AUFGABE ▸ Ändere in den Zeilen beginnend bei der Zeile mit „127, row 80.“ und endend bei der Zeile mit „column 69, row 63“ den Ausdruck „farm field“ zu „crop field“. Gib nur diese Zeilen aus und lass alles andere darin unverändert.

DATENAUSZUG ▸
****************************************
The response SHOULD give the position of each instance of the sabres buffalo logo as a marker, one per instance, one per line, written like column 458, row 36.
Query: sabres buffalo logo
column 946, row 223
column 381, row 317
****************************************
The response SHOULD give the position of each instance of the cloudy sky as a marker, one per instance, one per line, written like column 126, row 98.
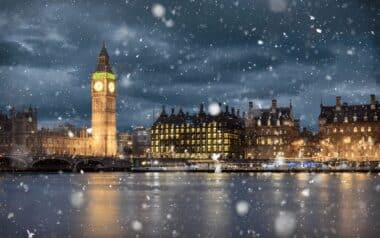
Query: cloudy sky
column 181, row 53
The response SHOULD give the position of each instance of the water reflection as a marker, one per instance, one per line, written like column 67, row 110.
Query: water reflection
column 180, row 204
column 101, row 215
****************************************
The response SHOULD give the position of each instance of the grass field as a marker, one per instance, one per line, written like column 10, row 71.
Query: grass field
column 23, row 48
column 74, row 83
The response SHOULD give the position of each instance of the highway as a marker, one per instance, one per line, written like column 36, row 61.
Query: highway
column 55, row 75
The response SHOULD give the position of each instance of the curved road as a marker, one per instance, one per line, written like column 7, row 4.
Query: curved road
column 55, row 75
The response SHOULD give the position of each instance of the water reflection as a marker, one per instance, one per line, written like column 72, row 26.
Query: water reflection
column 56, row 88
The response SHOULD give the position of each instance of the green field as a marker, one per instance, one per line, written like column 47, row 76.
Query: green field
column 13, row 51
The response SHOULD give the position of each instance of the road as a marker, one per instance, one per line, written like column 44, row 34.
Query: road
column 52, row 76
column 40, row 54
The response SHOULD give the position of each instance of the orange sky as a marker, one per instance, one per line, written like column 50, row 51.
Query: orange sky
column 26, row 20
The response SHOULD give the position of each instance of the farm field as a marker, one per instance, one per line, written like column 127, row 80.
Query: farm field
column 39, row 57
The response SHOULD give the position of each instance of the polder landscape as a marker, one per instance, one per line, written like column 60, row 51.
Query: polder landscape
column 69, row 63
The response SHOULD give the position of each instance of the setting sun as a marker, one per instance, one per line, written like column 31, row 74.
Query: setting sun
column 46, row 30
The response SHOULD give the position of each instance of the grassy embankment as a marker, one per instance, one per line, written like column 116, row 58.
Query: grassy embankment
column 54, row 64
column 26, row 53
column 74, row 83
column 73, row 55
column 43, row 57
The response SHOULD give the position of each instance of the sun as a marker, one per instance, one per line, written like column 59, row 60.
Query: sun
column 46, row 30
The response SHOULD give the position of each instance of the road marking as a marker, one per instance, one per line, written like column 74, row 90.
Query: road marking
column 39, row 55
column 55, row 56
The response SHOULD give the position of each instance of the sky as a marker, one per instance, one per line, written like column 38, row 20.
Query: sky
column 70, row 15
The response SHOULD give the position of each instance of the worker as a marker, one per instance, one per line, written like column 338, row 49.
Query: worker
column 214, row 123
****************************************
LÖSUNG ▸
The response SHOULD give the position of each instance of the crop field as a marker, one per instance, one per line, written like column 127, row 80.
Query: crop field
column 39, row 57
The response SHOULD give the position of each instance of the polder landscape as a marker, one per instance, one per line, written like column 60, row 51.
Query: polder landscape
column 69, row 63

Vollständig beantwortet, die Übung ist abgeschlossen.